• [Description of the task] Reproduce, with no edits, the line that contains "box: [369, 688, 400, 704]" and all the lines that follow it, ending with the last line of the records.

Entries provided Block Start

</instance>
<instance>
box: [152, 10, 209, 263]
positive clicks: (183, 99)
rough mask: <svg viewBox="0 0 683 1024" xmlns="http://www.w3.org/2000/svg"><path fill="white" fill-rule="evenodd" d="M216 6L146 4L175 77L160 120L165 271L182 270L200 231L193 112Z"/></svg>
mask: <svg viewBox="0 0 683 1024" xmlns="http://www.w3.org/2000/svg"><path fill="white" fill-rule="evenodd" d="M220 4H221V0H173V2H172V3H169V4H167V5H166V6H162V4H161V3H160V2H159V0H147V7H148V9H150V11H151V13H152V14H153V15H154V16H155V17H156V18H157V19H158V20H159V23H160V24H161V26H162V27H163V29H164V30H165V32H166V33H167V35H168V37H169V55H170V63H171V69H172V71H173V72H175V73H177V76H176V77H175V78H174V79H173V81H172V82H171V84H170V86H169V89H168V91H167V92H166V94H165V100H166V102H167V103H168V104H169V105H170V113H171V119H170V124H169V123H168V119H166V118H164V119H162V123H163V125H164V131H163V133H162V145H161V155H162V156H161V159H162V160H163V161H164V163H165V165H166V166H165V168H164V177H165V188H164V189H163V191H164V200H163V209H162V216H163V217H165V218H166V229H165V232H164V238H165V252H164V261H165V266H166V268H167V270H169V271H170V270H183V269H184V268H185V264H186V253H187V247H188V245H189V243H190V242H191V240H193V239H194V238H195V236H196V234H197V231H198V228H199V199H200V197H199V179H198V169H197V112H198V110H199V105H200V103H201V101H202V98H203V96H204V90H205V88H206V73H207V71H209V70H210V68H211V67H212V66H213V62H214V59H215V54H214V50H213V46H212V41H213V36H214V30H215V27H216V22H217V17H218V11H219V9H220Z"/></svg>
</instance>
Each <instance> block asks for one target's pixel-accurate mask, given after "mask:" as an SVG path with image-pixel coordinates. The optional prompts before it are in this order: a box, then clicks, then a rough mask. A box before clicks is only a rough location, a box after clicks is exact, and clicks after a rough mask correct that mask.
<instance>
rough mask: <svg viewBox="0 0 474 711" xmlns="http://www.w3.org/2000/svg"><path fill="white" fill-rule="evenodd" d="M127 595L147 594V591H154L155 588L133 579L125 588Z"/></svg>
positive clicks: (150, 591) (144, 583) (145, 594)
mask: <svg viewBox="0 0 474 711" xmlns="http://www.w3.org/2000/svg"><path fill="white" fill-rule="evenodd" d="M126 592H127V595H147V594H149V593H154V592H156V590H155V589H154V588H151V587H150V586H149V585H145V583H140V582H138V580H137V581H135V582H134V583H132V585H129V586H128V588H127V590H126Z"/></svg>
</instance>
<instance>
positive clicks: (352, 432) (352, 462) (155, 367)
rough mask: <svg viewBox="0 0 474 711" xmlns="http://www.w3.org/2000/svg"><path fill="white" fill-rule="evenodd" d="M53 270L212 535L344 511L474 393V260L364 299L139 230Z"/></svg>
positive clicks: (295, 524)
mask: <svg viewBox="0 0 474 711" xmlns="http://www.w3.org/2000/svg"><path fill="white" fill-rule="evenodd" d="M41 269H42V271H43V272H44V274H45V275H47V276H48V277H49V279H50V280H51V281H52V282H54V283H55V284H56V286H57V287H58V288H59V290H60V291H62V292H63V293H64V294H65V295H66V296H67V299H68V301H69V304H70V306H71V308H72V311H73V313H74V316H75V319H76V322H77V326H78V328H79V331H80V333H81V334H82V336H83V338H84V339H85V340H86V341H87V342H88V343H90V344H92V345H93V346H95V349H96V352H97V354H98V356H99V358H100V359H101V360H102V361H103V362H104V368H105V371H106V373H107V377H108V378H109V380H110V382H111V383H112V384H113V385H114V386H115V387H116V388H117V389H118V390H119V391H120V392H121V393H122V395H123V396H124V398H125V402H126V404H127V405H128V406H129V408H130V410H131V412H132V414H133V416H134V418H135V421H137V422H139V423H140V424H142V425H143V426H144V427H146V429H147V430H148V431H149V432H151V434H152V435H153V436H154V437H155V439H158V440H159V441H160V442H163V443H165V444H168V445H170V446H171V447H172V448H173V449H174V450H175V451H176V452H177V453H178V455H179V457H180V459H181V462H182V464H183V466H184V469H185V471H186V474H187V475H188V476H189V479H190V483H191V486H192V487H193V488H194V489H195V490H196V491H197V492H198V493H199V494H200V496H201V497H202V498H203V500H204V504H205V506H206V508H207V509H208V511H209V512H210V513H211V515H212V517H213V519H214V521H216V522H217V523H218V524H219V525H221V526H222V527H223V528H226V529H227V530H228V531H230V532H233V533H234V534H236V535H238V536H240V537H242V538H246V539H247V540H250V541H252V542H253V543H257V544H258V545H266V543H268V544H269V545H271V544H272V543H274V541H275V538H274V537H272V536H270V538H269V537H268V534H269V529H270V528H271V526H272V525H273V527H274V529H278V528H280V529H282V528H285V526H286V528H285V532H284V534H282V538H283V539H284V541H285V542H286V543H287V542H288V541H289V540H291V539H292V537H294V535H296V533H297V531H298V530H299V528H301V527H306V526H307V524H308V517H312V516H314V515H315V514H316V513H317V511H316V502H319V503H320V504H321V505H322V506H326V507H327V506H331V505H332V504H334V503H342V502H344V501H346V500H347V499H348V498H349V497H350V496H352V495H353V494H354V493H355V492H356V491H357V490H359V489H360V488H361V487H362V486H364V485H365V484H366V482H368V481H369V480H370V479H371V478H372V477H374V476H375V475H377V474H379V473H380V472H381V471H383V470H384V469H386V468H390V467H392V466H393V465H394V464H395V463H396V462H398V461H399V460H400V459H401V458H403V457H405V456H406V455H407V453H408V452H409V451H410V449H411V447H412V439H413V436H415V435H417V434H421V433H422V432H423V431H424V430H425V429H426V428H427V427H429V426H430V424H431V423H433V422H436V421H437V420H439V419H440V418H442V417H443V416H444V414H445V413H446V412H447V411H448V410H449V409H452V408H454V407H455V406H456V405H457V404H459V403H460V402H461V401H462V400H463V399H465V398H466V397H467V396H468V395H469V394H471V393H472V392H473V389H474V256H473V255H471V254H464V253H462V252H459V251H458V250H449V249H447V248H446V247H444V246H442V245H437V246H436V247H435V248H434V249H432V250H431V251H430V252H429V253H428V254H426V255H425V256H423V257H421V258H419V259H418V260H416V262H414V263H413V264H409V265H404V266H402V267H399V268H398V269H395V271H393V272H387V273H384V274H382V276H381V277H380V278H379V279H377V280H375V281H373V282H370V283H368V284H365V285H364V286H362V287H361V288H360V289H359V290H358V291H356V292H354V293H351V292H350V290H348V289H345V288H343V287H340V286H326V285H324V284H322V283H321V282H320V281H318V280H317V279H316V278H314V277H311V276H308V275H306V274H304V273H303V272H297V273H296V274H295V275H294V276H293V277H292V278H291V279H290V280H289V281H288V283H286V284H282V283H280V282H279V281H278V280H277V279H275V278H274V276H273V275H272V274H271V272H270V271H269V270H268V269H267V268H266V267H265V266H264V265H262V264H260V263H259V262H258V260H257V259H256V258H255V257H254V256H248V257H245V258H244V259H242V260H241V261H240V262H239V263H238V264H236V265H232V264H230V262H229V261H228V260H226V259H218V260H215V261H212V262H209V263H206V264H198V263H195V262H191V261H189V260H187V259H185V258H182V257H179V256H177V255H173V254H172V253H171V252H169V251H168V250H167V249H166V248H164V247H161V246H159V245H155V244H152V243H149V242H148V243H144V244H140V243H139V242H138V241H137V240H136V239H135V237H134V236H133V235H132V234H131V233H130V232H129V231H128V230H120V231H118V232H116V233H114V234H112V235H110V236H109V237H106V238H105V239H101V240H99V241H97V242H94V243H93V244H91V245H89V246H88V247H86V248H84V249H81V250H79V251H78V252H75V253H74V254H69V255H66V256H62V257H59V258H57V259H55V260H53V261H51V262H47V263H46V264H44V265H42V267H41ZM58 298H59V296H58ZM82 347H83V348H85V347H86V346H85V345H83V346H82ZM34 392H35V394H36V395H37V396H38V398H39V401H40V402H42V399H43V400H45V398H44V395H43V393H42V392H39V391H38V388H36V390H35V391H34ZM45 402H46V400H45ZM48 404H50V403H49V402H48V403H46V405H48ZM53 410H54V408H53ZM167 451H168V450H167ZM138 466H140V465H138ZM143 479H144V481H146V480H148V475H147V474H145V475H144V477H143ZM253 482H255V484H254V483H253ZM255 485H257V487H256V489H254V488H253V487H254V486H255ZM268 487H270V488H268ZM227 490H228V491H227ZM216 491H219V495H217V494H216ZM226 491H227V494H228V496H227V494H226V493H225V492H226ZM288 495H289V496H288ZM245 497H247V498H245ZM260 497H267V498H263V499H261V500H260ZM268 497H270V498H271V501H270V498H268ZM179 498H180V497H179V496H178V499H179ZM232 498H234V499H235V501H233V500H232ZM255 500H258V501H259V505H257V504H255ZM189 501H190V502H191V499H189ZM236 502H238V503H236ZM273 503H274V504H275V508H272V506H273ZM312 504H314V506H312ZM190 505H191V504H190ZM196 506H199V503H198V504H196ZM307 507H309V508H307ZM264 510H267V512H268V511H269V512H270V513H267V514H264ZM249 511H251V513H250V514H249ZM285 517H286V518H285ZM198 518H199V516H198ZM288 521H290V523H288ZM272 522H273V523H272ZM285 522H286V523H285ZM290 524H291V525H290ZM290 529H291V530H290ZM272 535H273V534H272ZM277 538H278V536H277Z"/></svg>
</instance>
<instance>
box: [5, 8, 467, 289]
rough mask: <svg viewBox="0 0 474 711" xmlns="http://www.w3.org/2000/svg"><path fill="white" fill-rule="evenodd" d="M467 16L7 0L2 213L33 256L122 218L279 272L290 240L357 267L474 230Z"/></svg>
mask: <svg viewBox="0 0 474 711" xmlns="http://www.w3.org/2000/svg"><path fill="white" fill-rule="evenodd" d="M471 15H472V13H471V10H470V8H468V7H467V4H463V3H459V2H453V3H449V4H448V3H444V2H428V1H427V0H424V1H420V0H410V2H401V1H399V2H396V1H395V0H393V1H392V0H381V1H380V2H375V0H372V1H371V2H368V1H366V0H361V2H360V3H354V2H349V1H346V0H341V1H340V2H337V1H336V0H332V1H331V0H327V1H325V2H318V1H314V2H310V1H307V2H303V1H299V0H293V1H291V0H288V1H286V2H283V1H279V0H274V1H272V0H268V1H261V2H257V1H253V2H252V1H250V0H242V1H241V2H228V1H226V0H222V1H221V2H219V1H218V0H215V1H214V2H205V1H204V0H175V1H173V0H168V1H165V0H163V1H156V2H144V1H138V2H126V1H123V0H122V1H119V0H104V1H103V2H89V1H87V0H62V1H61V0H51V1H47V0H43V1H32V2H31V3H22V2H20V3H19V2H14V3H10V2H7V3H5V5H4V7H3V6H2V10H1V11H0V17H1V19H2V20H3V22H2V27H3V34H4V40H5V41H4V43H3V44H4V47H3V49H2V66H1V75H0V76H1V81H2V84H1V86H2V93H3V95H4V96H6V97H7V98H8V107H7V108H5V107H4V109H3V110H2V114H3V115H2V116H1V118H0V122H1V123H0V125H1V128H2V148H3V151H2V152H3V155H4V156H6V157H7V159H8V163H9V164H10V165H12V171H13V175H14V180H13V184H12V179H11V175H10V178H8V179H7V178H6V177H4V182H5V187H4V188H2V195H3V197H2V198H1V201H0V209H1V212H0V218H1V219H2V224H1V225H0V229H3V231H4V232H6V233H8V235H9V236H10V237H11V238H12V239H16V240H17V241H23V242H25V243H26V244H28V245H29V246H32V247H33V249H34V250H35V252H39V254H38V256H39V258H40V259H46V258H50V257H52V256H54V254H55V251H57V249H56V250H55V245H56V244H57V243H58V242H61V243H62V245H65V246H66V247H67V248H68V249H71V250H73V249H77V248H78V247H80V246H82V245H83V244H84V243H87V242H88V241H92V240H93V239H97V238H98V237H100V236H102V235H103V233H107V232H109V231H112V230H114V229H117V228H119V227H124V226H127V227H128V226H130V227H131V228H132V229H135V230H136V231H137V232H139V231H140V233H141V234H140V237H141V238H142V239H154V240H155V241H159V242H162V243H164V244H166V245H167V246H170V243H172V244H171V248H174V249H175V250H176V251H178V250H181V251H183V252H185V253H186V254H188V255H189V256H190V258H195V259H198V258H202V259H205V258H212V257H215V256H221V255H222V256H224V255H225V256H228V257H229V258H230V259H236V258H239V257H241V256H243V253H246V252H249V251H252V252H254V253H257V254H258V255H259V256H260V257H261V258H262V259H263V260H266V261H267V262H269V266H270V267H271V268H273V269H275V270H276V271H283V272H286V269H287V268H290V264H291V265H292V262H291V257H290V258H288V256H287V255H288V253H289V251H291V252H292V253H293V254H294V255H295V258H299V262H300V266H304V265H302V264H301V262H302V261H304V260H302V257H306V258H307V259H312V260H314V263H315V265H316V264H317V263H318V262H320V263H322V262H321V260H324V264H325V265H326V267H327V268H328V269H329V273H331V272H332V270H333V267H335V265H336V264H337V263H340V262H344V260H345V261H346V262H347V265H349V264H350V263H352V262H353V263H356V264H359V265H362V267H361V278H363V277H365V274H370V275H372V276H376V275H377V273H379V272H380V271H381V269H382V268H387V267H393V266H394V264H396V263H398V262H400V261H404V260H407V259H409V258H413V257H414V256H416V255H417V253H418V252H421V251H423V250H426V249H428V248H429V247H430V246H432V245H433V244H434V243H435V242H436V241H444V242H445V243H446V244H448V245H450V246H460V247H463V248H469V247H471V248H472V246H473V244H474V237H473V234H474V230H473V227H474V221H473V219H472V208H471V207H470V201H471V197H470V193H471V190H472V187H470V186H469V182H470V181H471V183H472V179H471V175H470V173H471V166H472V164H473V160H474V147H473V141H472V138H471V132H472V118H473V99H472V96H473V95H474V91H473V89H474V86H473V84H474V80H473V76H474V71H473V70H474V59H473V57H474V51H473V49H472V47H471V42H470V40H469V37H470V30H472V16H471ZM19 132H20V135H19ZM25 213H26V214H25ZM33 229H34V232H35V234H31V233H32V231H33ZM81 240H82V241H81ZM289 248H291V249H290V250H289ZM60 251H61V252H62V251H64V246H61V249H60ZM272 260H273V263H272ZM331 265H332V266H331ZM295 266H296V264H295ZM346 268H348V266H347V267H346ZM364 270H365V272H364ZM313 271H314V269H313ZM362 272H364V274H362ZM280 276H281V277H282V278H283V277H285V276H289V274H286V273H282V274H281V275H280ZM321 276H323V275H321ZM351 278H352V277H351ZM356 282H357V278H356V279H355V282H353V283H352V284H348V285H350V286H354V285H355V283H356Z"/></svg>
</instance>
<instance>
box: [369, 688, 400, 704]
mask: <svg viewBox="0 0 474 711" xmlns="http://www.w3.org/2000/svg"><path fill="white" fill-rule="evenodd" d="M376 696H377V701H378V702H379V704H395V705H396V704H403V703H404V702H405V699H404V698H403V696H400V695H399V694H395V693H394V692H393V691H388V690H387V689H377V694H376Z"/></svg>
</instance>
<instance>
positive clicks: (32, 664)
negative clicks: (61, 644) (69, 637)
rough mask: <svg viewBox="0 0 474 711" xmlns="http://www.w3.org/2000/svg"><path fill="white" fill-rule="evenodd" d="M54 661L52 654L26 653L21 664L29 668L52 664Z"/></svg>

Entries provided Block End

• [Answer space]
box: [369, 688, 400, 704]
mask: <svg viewBox="0 0 474 711" xmlns="http://www.w3.org/2000/svg"><path fill="white" fill-rule="evenodd" d="M376 696H377V701H378V702H379V704H395V705H396V704H403V703H404V702H405V699H404V698H403V696H400V695H399V694H395V693H394V692H393V691H388V690H387V689H377V694H376Z"/></svg>
</instance>
<instance>
positive clicks: (32, 664)
negative clicks: (61, 644) (69, 637)
rough mask: <svg viewBox="0 0 474 711" xmlns="http://www.w3.org/2000/svg"><path fill="white" fill-rule="evenodd" d="M54 661L52 654L26 653L21 664L29 668L52 664Z"/></svg>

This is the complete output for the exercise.